**Tarefas a cumprir:**
1) Traduza para o inglês esta frase do texto fornecido: "Inovação tecnológica e poder econômico constituem requisitos necessários ao - e não efeitos do - exercício da vontade imperial."
2) Redigite sem alterações o trecho do texto fornecido que abre com as palavras que contêm "13) A espoliação" e fecha com "aos benefícios incorridos.".

**Texto fornecido:**
+-------+
12) O debate contemporâneo sobre as origens do atraso de sociedades outrora colonizadas tendeu a ver na exploração e na dominação dessas sociedades uma das molas propulsoras do desenvolvimento nas formações dominantes e, inversamente, naqueles dois fenômenos os principais fatores de subdesenvolvimento nas primeiras. Em que pese a contribuição adicional desses fatores, ao lado da exportação de excedentes demográficos, para o avanço material das sociedades mais poderosas, as alavancas mais significativas no processo de desenvolvimento econômico e social dessas sociedades foram, e são, de ordem propriamente interna. Essas alavancas, que constituem condições prévias ao desenvolvimento sustentado, derivam de um conjunto de relações sociais condizentes com o modo inventivo de produção e situam-se, por assim dizer, na própria raiz da organização social da produção nessas sociedades. Inovação tecnológica e poder econômico constituem requisitos necessários ao - e não efeitos do - exercício da vontade imperial. 
13) A espoliação colonial e a dominação mundial não podem ser implementadas sem a capacitação intrínseca do pretendente, o que significa a existência de uma estrutura social e de recursos materiais e humanos compatíveis com a voluntas dominadora. Embora uma das fontes de “acumulação primitiva” possa ser constituída pela exploração de sociedades dominadas, esta não é nem o mais importante fator de avanço material das sociedades centrais, nem o requisito suficiente para o desenvolvimento contínuo destas últimas. A chamada “aventura colonial” foi antes uma busca de prestígio político do que um empreendimento econômico, envolvendo, na maior parte dos casos, custos superiores aos benefícios incorridos. 
14) A única forma de subtrair-se à exploração e à dominação de outrem, tanto no plano nacional como no das relações inter-societais, parece assim situar-se na auto-capacitação tecnológica e humana, o que vale dizer, dotar-se de seu próprio modo inventivo de produção, base material e fonte primária de poder econômico e político. A soberania, seja a individual ou a coletiva, deriva da faculdade de organizar a exploração e a dominação em bases propriamente autônomas, ou seja, criar o seu próprio fulcro de poder social. Em outros termos, a internalização dos efeitos sociais e econômicos da exploração e da dominação só pode ser obtida por meio da conversão de uma formação social em centro de seu próprio sistema nacional, dotando esta última de sua respectiva periferia.
+-------+
**Itens:**
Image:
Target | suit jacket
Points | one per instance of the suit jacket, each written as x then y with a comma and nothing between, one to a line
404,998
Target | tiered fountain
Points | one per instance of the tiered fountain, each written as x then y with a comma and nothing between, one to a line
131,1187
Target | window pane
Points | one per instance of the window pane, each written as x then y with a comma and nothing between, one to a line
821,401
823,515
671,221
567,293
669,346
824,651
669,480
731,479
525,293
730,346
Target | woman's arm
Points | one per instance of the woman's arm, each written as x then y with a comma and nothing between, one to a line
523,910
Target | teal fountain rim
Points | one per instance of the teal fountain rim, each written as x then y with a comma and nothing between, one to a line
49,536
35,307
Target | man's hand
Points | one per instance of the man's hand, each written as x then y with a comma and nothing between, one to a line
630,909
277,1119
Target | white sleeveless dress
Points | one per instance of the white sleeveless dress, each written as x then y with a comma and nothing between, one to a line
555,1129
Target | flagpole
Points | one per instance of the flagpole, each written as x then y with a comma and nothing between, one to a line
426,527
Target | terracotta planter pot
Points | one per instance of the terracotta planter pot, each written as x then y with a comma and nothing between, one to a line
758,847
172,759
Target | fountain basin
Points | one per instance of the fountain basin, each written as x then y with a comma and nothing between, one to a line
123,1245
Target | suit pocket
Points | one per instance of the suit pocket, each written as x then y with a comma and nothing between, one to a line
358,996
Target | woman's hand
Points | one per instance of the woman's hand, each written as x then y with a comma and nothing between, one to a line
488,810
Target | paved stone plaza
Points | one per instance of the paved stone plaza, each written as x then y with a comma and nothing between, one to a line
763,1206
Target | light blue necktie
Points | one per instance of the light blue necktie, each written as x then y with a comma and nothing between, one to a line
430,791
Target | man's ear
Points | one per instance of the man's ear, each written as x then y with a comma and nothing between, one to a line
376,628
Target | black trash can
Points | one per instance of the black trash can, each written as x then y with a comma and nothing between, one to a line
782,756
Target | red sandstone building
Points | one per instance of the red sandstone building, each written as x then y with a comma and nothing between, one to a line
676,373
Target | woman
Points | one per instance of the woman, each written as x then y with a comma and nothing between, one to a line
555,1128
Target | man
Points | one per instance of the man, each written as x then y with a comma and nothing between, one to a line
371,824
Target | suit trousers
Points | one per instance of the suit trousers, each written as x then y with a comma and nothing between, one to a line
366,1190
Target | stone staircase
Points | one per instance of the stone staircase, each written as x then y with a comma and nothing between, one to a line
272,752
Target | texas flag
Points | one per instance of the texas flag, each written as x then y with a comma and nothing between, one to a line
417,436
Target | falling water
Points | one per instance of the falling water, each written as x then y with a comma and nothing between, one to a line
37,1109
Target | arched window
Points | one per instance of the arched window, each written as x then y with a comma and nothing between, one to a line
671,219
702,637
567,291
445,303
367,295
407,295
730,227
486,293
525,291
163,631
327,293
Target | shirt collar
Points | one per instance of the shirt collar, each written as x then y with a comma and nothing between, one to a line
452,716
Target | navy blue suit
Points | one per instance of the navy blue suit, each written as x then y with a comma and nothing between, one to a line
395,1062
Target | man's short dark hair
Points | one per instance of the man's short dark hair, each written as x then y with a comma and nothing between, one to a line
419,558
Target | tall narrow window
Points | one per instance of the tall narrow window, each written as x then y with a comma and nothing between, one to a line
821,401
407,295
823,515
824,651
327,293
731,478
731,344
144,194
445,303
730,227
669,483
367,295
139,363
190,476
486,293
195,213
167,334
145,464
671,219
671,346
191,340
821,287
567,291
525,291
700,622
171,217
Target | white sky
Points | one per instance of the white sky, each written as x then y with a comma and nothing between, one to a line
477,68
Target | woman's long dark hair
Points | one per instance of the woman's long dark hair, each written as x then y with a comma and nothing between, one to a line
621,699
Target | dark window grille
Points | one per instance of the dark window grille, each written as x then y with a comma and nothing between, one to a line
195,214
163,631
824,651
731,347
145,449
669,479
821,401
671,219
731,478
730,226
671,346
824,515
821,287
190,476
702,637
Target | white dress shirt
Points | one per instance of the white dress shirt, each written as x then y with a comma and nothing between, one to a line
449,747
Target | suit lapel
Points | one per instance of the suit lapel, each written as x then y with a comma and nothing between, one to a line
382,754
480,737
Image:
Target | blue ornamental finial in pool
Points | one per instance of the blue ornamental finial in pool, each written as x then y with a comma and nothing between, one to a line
+-------+
**Resultados:**
1) Technological innovation and economic power are necessary requirements for—and not effects of—the exercise of imperial will.

2)
13) A espoliação colonial e a dominação mundial não podem ser implementadas sem a capacitação intrínseca do pretendente, o que significa a existência de uma estrutura social e de recursos materiais e humanos compatíveis com a voluntas dominadora. Embora uma das fontes de “acumulação primitiva” possa ser constituída pela exploração de sociedades dominadas, esta não é nem o mais importante fator de avanço material das sociedades centrais, nem o requisito suficiente para o desenvolvimento contínuo destas últimas. A chamada “aventura colonial” foi antes uma busca de prestígio político do que um empreendimento econômico, envolvendo, na maior parte dos casos, custos superiores aos benefícios incorridos.